Extract provided:
— START —
But the figures don’t come close to allowing a full day, let alone two days, to be removed from the working week. In many roles, particularly frontline and service-based jobs, the scope for automation is limited. Tasks involving care, judgment, manual labour or human interaction are far less likely to benefit from time-saving AI tools.

From time saved to time off is not automatic

Even in highly automated sectors, there is no guarantee that time saved will be translated into time off. Studies of past productivity waves suggest that efficiency gains are often absorbed by rising workloads, not reduced hours. Without structural changes to job design, performance targets and organisational culture, AI may simply intensify work, compressing more into each day rather than reducing the number of days worked.

Work intensification is already a recognised risk in discussions around the four-day week. While many organisations in the UK pilot maintained productivity, some required staff to work at a faster pace or eliminate non-essential meetings and admin to fit their tasks into fewer days. Extending that model to three days would require much deeper redesign of work processes, job roles and expectations.

There is also the question of fairness. If time savings from AI are mostly available to desk-based professionals, while frontline workers continue on traditional schedules, the benefits of automation could widen existing inequalities. Any move toward shorter weeks would need to ensure that gains are shared across roles and pay grades, rather than reinforcing a two-tier workforce.

Practical barriers for employers

From an HR perspective, implementing a compressed working week presents numerous challenges. Pay, holiday entitlement, pension contributions and overtime would all need to be reconsidered. Legal requirements around working time, rest breaks and health and safety would also come into play, particularly for roles in regulated sectors.
— END —
Given exercise 1: Summarize the excerpt on AI and shorter working weeks in two sentences.
Given exercise 2: Write what follows the excerpt on AI and shorter working weeks, picking up after its final sentence.

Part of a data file
— START —
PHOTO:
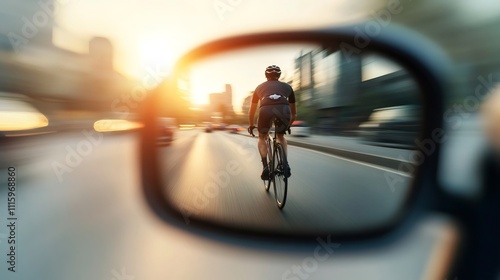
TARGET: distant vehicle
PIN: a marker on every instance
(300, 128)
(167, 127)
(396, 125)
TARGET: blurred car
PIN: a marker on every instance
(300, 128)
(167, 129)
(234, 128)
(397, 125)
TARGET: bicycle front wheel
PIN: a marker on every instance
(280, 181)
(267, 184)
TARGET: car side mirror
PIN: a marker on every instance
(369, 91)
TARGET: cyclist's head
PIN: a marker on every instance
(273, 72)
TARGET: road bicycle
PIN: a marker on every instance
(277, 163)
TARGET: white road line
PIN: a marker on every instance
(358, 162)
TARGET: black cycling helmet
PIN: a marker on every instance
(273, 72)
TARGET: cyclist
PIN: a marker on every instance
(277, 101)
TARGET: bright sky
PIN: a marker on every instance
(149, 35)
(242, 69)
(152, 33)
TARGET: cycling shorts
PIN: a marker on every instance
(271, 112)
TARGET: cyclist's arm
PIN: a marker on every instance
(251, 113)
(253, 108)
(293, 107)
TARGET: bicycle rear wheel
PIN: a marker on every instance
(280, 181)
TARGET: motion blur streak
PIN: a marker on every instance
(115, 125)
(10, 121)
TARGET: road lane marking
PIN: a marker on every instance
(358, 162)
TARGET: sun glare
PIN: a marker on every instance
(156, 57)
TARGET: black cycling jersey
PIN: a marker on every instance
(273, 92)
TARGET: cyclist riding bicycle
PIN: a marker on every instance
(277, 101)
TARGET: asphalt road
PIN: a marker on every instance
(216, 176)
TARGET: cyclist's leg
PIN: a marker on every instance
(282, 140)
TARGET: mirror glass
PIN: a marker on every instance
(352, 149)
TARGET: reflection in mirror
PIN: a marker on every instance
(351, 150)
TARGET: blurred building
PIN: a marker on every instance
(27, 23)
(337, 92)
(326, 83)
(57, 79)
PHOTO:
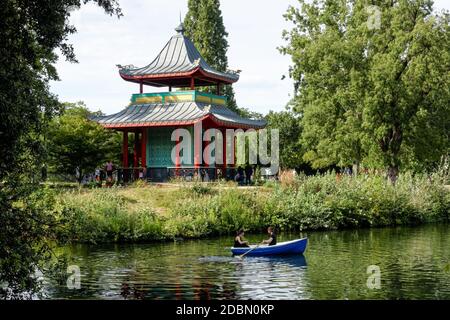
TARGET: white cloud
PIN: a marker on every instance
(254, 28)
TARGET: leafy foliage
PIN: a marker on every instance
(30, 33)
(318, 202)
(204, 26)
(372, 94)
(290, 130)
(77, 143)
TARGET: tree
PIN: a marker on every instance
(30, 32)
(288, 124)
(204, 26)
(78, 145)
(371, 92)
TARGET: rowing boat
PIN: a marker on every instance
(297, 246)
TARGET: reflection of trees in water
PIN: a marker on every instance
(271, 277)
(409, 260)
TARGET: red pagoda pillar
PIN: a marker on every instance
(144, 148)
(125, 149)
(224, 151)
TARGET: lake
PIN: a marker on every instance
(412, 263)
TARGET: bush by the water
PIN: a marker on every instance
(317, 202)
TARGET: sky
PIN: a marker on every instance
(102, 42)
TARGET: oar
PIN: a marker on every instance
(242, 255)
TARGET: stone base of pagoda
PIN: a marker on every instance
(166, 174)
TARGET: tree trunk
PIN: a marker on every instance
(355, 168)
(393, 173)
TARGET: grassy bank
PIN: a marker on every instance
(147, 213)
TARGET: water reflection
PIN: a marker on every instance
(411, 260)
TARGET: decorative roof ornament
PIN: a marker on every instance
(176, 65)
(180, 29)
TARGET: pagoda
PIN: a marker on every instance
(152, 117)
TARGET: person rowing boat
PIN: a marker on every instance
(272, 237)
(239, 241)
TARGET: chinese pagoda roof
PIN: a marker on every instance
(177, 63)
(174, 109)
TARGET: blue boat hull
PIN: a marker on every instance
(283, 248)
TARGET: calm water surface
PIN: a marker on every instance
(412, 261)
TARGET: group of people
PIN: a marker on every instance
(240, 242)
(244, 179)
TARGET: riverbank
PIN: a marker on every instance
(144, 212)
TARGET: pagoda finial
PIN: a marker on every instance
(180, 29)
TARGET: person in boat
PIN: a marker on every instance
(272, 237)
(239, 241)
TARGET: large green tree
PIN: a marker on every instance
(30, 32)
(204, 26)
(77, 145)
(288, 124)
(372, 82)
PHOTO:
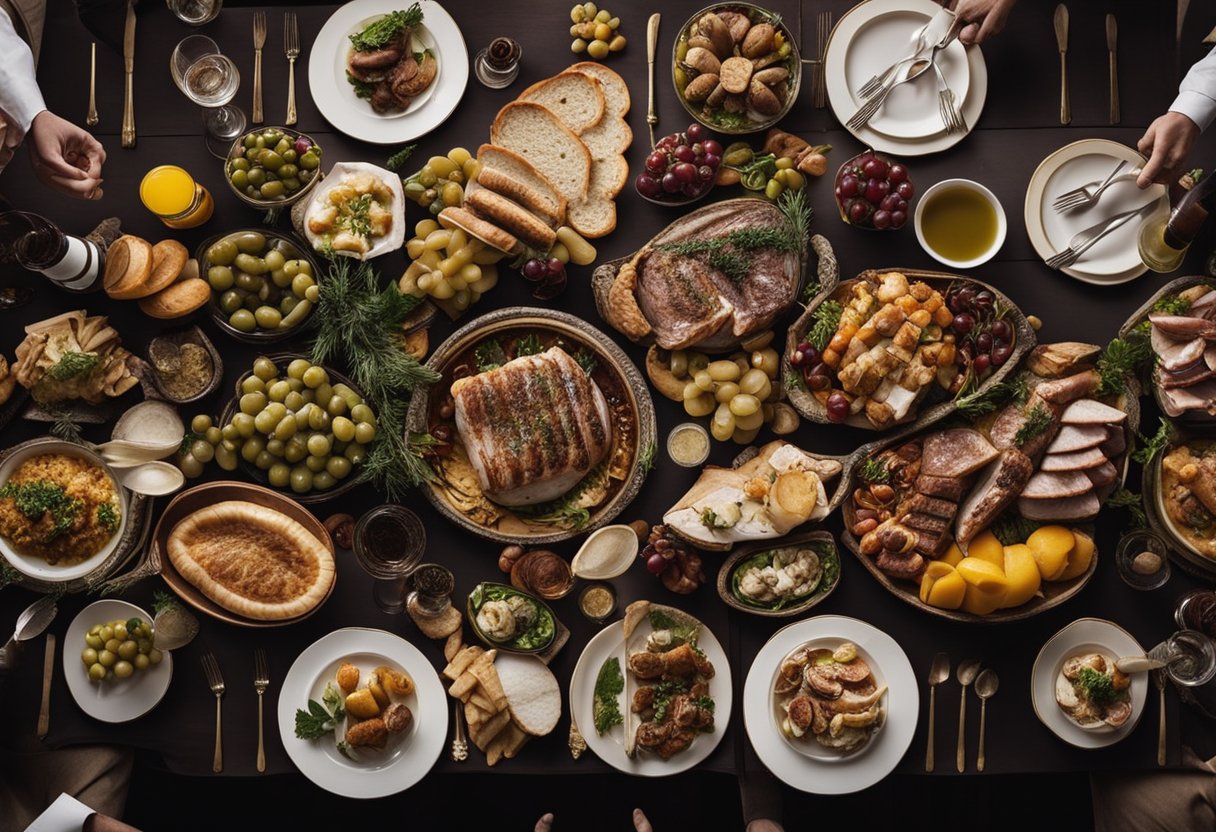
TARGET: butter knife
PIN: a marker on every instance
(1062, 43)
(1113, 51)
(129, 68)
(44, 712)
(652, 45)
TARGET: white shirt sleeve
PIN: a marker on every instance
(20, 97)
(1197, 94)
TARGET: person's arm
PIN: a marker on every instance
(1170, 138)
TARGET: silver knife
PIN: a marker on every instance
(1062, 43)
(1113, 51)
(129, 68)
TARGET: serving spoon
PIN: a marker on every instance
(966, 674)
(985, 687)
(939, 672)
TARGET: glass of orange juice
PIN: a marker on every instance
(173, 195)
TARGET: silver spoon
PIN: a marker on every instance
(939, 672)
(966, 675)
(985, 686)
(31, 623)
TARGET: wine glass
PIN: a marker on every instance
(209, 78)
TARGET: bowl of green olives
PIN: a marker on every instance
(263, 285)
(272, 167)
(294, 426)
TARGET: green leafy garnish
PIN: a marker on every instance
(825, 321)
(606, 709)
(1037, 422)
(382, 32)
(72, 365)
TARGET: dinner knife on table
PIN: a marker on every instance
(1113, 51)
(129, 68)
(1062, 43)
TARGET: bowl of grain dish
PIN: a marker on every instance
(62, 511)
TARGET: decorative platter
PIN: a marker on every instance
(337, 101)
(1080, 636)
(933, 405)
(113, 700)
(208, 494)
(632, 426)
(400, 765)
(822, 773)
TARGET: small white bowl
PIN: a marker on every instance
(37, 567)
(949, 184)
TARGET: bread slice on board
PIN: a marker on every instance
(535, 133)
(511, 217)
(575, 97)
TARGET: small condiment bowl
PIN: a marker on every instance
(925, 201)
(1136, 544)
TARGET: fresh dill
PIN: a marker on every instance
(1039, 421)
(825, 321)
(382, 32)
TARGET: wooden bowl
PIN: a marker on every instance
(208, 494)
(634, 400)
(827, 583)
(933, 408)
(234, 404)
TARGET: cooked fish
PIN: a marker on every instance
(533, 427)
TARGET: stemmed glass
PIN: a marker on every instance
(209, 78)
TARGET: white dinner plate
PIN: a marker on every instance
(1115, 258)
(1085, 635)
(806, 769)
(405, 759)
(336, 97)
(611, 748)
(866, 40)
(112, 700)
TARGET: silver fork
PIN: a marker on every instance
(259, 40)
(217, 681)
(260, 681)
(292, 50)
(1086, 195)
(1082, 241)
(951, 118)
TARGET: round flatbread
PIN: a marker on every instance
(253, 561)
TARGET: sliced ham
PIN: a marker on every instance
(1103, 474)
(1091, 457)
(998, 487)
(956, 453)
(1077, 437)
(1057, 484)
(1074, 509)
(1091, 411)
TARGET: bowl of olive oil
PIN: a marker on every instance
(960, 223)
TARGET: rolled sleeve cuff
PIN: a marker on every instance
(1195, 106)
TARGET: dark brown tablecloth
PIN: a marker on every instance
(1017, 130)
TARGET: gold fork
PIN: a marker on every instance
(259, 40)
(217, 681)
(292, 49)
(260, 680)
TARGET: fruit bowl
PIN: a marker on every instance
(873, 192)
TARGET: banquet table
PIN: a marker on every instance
— END —
— START —
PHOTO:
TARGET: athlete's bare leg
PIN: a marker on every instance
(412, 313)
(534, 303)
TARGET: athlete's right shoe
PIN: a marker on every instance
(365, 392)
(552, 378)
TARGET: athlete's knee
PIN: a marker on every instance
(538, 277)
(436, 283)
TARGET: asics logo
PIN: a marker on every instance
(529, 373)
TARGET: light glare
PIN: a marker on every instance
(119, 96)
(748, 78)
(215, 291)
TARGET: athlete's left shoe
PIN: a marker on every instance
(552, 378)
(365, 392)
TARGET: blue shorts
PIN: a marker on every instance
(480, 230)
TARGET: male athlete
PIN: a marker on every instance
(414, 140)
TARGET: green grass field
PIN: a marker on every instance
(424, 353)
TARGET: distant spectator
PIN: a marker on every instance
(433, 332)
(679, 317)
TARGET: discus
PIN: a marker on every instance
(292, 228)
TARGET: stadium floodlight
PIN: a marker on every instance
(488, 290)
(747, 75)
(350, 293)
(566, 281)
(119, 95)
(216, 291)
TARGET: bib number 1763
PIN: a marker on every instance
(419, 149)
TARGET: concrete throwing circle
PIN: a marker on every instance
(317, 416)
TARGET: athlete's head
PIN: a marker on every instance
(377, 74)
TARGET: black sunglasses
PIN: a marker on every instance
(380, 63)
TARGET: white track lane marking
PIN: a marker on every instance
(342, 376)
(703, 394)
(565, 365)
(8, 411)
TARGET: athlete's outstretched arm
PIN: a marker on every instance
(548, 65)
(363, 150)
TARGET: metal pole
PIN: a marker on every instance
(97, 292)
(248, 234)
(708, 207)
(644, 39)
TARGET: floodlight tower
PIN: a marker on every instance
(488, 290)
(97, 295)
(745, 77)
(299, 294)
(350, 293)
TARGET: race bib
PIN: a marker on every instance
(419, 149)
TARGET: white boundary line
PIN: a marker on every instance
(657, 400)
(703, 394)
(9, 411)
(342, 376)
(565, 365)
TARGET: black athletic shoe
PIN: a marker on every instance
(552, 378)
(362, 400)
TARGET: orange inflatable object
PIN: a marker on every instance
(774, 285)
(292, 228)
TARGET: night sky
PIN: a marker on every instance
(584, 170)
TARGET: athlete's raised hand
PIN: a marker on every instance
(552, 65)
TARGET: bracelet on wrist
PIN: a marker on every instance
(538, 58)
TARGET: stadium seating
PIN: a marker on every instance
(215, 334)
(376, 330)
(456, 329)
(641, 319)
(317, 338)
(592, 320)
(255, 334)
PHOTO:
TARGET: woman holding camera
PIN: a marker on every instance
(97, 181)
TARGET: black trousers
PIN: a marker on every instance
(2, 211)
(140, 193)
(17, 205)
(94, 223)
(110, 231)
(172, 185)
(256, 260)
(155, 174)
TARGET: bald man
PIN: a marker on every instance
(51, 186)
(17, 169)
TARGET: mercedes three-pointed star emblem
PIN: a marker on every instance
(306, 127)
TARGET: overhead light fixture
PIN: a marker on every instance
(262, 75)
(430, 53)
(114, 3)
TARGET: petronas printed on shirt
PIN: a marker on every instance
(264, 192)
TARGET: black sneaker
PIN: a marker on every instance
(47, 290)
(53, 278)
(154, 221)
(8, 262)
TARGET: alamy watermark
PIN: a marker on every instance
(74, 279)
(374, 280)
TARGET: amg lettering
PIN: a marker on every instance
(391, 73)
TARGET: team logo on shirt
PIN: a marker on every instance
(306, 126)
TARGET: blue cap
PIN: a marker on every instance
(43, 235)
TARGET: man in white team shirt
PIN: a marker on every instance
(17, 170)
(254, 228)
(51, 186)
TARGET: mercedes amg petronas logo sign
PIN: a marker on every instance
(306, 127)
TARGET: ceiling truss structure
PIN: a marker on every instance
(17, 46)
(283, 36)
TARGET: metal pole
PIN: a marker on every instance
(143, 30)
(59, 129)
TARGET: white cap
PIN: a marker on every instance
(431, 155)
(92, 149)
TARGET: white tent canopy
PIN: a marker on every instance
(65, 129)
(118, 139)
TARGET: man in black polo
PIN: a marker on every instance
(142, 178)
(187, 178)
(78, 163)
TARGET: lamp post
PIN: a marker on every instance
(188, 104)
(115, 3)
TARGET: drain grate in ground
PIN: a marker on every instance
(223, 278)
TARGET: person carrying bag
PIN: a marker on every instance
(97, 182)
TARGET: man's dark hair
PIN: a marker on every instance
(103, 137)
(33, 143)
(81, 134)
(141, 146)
— END —
— START —
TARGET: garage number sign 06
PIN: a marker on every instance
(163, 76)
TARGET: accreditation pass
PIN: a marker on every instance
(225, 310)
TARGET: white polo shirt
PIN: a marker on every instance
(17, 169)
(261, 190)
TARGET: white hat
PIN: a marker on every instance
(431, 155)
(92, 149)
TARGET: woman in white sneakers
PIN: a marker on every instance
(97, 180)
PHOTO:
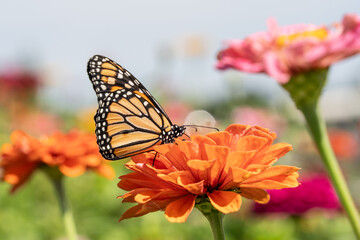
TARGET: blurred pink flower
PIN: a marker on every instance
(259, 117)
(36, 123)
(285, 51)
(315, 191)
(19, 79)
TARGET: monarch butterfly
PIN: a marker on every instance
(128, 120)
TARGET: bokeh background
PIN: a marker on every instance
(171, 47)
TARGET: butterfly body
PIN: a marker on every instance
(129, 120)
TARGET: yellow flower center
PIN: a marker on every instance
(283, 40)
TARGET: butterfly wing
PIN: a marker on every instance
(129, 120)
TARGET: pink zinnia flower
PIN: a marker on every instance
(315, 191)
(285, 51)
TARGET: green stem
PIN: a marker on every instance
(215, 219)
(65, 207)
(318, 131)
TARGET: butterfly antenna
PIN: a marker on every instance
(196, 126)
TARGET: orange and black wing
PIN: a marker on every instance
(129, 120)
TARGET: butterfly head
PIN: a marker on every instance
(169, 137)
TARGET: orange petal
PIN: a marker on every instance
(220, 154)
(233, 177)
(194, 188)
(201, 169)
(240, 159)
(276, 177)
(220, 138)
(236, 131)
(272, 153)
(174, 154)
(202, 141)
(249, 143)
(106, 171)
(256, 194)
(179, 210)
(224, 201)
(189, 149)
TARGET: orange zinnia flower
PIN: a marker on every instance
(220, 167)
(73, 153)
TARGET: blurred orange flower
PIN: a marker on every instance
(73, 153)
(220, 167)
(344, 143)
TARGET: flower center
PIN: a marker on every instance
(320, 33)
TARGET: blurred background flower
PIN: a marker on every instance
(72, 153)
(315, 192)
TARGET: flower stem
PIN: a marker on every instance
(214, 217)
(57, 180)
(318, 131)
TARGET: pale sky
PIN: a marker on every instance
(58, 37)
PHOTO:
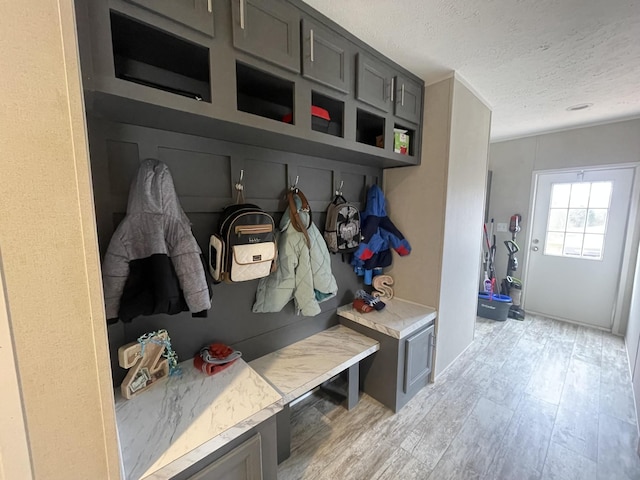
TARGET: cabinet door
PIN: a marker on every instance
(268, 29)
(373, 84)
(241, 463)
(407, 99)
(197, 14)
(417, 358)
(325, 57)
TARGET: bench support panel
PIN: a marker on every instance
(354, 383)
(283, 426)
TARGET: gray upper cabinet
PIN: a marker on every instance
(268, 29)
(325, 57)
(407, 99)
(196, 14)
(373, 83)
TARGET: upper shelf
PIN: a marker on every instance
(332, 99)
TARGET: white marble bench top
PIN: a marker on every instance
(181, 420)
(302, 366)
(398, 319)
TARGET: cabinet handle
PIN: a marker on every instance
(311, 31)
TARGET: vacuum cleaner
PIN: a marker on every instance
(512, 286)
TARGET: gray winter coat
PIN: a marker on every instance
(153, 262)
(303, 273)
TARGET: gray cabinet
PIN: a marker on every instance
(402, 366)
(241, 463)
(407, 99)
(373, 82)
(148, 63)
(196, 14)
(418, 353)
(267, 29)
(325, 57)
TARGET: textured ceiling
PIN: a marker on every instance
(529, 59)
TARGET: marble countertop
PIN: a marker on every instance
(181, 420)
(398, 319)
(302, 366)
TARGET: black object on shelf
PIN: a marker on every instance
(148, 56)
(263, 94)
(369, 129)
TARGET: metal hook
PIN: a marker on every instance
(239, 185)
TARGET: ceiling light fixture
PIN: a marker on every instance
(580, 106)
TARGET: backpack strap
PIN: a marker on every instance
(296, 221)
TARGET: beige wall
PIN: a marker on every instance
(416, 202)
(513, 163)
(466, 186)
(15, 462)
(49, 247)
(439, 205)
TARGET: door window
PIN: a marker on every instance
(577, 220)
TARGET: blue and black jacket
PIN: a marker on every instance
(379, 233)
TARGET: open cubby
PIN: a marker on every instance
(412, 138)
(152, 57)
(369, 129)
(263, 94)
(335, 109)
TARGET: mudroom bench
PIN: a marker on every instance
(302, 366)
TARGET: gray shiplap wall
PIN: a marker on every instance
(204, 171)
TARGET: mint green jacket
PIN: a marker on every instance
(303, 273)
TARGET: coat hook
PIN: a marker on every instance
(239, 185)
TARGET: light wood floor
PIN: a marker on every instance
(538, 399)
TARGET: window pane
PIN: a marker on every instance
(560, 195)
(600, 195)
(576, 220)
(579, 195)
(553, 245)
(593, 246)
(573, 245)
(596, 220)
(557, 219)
— END —
Exercise response 1: AI time savings fall far short of removing a full day from the working week, and roles involving care, judgment, manual labor or human interaction have limited scope for automation. Saved time may be absorbed by rising workloads rather than turned into time off, shorter weeks could widen inequalities between desk-based and frontline workers, and employers would have to reconsider pay, holiday entitlement, pensions, overtime and legal requirements.

Exercise response 2:
Employers would need to invest in redesigning workflows, restructuring teams and training managers to lead in an outcome-focused environment, rather than one based on time spent at a desk. Communication and change management would be essential to ensure staff feel supported and that workloads remain sustainable.

Just as importantly, any shift would require cultural change. Leadership buy-in, trust in employees, and a willingness to judge performance on output rather than presence are all key enablers of successful four-day week models. Without them, the risks of burnout, resentment or informal overwork could outweigh the intended benefits.

Emanuel’s claim that AI could enable a three-day week is, at this stage, more provocation than proposal. It reflects a growing belief in the transformative potential of automation but also shows how much would need to change for such a model to be feasible or fair.

Still, the question is worth asking. As AI becomes more embedded in everyday work, organisations will face decisions not only about how to use it, but how to distribute the benefits. Whether that results in shorter weeks or simply different kinds of work, HR professionals will be central to shaping what comes next.